→ EXERCISE DATA:
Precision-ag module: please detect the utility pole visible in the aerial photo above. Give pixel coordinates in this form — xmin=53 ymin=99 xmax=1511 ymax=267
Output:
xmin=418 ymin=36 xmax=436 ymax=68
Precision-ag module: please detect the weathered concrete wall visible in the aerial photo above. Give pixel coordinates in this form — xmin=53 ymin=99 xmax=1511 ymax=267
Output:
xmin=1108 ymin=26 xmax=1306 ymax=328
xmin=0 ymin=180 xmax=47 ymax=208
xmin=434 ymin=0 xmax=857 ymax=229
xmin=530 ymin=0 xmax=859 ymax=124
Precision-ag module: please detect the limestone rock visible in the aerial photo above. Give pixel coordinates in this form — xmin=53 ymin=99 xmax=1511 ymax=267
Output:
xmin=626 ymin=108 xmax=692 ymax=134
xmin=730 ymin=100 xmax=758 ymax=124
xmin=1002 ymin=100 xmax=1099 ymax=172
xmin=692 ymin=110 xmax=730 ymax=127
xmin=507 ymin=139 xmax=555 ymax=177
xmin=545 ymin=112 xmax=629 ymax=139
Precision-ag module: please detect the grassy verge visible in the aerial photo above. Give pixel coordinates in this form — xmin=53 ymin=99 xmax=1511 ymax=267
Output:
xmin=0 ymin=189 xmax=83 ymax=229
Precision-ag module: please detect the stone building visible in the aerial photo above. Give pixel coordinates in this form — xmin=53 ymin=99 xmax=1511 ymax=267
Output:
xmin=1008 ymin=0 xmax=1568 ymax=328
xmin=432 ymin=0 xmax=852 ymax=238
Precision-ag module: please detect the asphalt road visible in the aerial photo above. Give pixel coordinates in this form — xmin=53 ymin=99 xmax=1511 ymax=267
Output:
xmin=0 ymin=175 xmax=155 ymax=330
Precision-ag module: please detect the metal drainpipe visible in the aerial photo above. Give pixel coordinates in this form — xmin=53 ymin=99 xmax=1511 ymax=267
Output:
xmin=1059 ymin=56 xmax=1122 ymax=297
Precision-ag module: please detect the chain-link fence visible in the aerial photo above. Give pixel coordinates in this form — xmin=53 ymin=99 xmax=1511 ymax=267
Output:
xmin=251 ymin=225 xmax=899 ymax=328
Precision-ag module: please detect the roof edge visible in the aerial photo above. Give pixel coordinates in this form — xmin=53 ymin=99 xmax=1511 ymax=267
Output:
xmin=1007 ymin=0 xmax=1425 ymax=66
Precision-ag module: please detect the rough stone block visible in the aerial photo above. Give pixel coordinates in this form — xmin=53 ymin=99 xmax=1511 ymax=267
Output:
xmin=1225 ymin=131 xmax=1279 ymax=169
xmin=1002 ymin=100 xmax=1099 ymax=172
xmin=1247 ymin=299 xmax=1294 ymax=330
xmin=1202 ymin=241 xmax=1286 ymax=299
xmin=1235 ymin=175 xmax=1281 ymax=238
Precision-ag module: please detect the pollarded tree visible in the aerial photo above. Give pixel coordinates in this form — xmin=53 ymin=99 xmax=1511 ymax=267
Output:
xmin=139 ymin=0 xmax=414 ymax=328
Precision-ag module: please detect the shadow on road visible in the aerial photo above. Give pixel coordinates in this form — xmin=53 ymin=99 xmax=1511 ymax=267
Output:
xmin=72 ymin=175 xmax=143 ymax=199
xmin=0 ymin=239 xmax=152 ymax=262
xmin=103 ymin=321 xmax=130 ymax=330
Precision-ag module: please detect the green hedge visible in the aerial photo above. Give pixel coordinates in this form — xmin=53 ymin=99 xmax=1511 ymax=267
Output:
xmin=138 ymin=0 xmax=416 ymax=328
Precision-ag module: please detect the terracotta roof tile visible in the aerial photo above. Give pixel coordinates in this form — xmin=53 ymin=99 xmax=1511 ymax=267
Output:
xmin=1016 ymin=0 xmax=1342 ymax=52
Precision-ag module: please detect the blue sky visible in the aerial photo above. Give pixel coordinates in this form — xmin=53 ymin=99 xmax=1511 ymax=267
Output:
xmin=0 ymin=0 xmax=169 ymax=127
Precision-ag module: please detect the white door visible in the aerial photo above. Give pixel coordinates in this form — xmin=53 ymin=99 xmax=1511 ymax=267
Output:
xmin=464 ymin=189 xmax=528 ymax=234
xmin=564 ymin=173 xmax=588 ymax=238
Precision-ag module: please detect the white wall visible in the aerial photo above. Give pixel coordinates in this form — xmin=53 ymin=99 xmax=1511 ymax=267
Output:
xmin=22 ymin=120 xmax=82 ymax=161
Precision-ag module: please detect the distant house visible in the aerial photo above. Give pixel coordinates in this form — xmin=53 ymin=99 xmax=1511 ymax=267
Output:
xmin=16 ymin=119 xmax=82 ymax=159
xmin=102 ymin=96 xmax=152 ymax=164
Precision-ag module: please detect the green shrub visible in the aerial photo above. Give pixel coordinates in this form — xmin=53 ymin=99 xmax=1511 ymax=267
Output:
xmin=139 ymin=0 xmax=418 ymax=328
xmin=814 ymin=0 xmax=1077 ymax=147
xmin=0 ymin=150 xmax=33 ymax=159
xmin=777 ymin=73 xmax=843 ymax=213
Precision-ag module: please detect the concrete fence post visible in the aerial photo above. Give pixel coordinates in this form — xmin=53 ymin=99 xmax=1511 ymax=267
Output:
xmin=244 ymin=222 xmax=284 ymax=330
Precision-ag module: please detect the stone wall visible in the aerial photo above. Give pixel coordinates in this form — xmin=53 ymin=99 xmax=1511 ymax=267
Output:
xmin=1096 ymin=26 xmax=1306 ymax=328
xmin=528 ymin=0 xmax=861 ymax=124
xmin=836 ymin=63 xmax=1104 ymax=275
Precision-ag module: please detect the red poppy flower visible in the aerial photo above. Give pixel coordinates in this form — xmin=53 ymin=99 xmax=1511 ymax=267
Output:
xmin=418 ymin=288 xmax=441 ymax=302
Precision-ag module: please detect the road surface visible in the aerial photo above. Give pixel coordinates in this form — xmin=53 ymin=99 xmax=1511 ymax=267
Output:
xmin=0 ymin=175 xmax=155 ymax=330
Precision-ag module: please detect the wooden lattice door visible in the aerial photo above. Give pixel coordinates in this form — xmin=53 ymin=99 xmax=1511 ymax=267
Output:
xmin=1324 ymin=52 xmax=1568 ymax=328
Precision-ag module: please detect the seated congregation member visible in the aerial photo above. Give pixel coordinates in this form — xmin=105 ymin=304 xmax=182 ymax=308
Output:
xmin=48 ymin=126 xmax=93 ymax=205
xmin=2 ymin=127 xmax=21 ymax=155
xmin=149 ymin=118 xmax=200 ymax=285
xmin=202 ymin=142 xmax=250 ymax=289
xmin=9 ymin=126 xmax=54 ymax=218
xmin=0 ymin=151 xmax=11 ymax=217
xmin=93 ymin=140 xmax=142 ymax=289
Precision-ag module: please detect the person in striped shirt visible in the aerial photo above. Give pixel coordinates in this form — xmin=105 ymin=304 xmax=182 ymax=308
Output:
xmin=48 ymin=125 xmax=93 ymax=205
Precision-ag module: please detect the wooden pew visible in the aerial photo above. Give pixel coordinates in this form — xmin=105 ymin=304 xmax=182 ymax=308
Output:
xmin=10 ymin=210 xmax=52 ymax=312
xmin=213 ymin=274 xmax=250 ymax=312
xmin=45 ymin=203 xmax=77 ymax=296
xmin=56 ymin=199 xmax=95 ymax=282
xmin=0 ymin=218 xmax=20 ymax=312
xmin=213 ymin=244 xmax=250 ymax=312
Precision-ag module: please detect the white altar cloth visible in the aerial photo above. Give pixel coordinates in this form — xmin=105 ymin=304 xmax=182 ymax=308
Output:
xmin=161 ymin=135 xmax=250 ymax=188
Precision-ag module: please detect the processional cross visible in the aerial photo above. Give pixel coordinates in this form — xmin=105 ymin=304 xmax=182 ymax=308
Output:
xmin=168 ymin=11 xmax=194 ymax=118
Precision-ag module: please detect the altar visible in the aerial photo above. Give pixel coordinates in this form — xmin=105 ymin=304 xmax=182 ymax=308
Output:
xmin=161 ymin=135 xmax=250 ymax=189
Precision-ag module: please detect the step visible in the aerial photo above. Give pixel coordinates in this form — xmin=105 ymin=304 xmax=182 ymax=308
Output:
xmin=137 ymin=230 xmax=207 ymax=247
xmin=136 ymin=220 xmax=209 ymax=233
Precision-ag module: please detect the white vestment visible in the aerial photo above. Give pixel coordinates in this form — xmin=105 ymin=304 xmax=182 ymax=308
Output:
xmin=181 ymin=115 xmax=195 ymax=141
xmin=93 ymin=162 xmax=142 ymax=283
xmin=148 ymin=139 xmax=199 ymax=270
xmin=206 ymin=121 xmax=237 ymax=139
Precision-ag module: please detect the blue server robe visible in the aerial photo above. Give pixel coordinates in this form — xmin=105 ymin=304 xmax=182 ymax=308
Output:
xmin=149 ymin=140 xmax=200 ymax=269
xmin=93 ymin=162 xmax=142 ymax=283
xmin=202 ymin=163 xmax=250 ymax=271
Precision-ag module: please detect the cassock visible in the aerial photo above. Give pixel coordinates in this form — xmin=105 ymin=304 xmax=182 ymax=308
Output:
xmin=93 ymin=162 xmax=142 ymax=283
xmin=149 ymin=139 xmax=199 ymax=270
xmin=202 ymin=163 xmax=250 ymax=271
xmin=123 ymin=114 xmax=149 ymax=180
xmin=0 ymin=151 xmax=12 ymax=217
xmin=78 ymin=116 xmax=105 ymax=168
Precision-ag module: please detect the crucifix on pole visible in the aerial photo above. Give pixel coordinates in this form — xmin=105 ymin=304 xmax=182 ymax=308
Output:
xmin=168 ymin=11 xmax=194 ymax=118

→ TASK REQUIREMENTS: Add 126 to every coordinate value in the answers, and reproduce everything from the start of the listing above down to the line containing "xmin=0 ymin=189 xmax=83 ymax=229", with the requests included. Leave the requests and their sample coordinates unchanged.

→ SOLUTION FOR THIS EXERCISE:
Precision-ag module: please detect the utility pole visible in the aerial photo above. Give pixel coordinates in this form — xmin=53 ymin=99 xmax=1511 ymax=267
Output:
xmin=544 ymin=162 xmax=562 ymax=194
Precision-ag module: please detect the weathered concrete wall visible in the aerial photo above. Give pixel coordinates in this form — xmin=53 ymin=99 xmax=1511 ymax=267
Output:
xmin=1234 ymin=152 xmax=1432 ymax=454
xmin=126 ymin=306 xmax=173 ymax=334
xmin=560 ymin=126 xmax=983 ymax=355
xmin=656 ymin=126 xmax=985 ymax=250
Precision-ag module: please detect the limestone rock visible in the aerial photo above. Give pixel coordinates in this form — xmin=53 ymin=99 xmax=1511 ymax=267
Output:
xmin=752 ymin=234 xmax=818 ymax=260
xmin=856 ymin=226 xmax=884 ymax=250
xmin=1128 ymin=226 xmax=1225 ymax=298
xmin=818 ymin=236 xmax=856 ymax=253
xmin=633 ymin=265 xmax=681 ymax=303
xmin=671 ymin=238 xmax=755 ymax=265
Precision-ag module: please detect the grassy verge visible in the aerial photo above. Give pixel coordinates in this form — xmin=53 ymin=99 xmax=1511 ymax=267
Output:
xmin=126 ymin=315 xmax=209 ymax=355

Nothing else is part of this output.